=== Extracted information ===

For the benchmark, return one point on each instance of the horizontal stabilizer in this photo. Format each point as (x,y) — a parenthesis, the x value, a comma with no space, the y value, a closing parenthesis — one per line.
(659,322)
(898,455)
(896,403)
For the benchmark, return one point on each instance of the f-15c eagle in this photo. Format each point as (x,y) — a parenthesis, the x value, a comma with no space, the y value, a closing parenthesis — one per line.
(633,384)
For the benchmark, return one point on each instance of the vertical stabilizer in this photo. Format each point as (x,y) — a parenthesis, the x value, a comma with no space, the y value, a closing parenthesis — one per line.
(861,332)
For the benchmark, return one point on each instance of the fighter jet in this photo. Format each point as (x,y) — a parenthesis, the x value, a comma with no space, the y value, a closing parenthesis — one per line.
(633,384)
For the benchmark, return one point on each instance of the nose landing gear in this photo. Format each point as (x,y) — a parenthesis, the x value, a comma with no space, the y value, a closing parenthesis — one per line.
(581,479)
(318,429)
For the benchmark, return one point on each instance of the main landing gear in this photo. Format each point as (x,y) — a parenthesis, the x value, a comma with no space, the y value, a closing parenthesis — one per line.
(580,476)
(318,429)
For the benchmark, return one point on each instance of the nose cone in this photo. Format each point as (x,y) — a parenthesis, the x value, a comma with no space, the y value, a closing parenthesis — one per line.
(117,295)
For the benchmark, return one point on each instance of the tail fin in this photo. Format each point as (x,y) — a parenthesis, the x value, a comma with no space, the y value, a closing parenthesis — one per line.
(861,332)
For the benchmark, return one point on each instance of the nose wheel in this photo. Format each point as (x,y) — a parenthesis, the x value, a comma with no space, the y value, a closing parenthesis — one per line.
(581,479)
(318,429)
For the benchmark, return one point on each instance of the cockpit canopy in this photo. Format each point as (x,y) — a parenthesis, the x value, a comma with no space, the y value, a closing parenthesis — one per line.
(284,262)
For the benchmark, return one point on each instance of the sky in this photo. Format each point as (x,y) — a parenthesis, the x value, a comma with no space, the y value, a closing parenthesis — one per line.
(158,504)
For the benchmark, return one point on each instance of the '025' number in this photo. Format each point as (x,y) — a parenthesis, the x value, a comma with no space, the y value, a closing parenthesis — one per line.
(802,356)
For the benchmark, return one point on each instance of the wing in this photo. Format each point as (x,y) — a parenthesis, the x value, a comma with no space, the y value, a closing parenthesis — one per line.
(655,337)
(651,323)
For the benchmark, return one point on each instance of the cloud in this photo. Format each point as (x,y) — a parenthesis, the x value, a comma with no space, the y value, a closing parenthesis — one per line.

=== Problem statement ===
Please extract every item above and reproduce each one word for word, in the same order.

=== Answer to this exercise ===
For the benchmark, return one point on each instance of the horizontal stabilizer in this photo. Format each point as (x,y) — a parenthesis, the x value, a comma with no space, the y value, a closing parenthesis — one per line.
(659,322)
(898,455)
(896,403)
For the benchmark, return one point on each instance of the f-15c eagle in this photo. Format each point as (x,y) — a parenthesis, the x value, a comma with no space, the y value, a closing parenthesis — one per line.
(633,384)
For the benchmark, return one point on each instance of the vertical stabilizer in this photo. Format each point as (x,y) — a parenthesis, the x value, a comma with no space, the y value, a closing parenthesis — one per line.
(861,332)
For the benchmark, return one point on each instance of the fighter jet in this photo. Format each point as (x,y) — a parenthesis, the x value, a comma with no space, the y value, a closing parenthesis — one per line.
(633,384)
For the benchmark, return one point on each instance of the nose landing gear in this photo. Format each point as (x,y) — a parenthesis, the x value, a comma with no space, the y value, a closing parenthesis — one per line.
(581,479)
(318,429)
For the benchmark, return one point on each instance of the main landing gear in this photo. Format each point as (x,y) — a parenthesis, the x value, a comma with no space, the y value, a closing parenthesis — one per line.
(580,476)
(318,429)
For the benchmark, return one point on each instance of the nose cone in this photo. Format each point as (x,y) — a parenthesis, the x value, a comma with no space, the y value, a closing parenthesis — one per line.
(117,295)
For the benchmark, return one point on each instance of the tail fin in this photo. Format each point as (x,y) — a parenthesis, the x value, a comma with no space, the y value, a closing parenthesis — one per line.
(861,332)
For the benchmark, return one point on each instance of the nose wheel in this photo. Format each point as (x,y) — a parenthesis, the x value, a comma with no space, the y value, a closing parenthesis — one per line.
(581,479)
(318,429)
For the benchmark, return one point on each instance of the cockpit canopy in this photo. Format each point as (x,y) — a parenthesis, the x value, a comma with no space, the y value, a closing parenthesis — one per line.
(284,262)
For the benchmark, return one point on each instance of the sky in this photo. Format each point as (x,y) — a parenthesis, the x value, a comma with no space, the y value, a closing parenthesis — one per line.
(158,504)
For the benchmark, return one point on each instance of the '025' number in this photo. Format each point as (x,y) — a parenthesis, the x value, a comma with no space, the y value, a closing parenthesis — one per line.
(802,356)
For the benchmark, return one point on each instance of the wing in this photo. Format each point as (x,y) — a parenthesis, the x value, a comma with no space, the y value, a closing parenthesis — one per line.
(655,337)
(651,323)
For the benchmark, return one point on each instance of the cloud in this photo. Format each point as (x,y) — a parenthesis, the x value, a comma with no space, the y value, a closing parenthesis — one per line.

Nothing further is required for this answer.